**Exercise data:**
******
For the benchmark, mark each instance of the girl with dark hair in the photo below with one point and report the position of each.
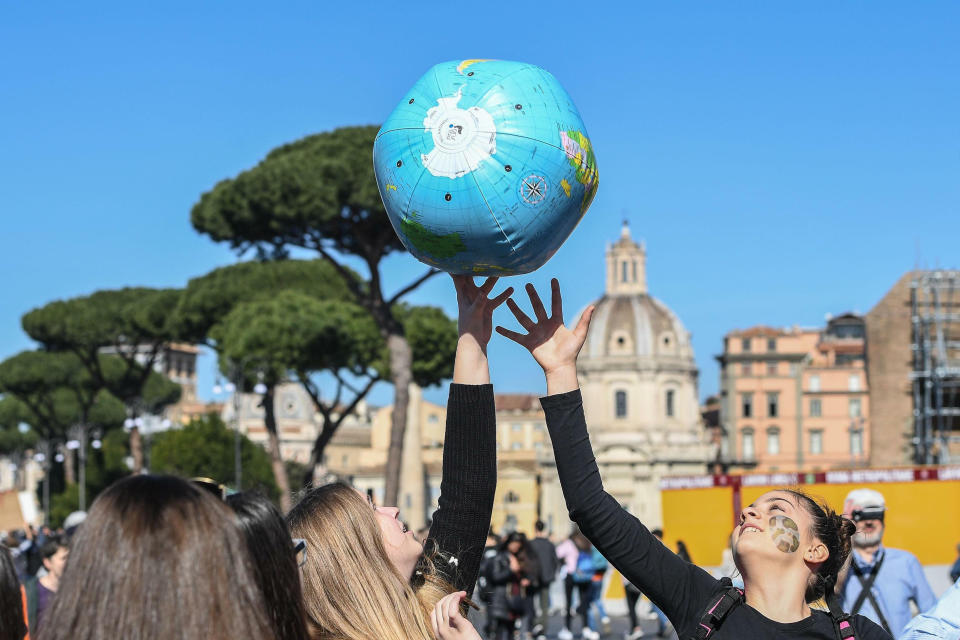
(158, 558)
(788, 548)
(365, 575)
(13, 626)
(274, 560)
******
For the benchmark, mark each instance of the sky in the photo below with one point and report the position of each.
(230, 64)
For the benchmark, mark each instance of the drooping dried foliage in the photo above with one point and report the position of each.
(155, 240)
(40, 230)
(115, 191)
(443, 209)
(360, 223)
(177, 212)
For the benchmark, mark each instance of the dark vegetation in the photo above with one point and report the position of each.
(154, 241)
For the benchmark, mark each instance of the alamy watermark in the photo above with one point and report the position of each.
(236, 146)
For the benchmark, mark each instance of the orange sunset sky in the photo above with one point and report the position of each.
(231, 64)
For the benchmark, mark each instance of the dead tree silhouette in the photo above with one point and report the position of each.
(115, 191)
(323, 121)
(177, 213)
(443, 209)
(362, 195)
******
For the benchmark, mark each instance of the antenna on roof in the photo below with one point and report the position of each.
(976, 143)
******
**Description of the task:** Count the lines in the records above that contain the string "below", matching case exactly, and reply with the number alone.

**Solution for this problem:** 3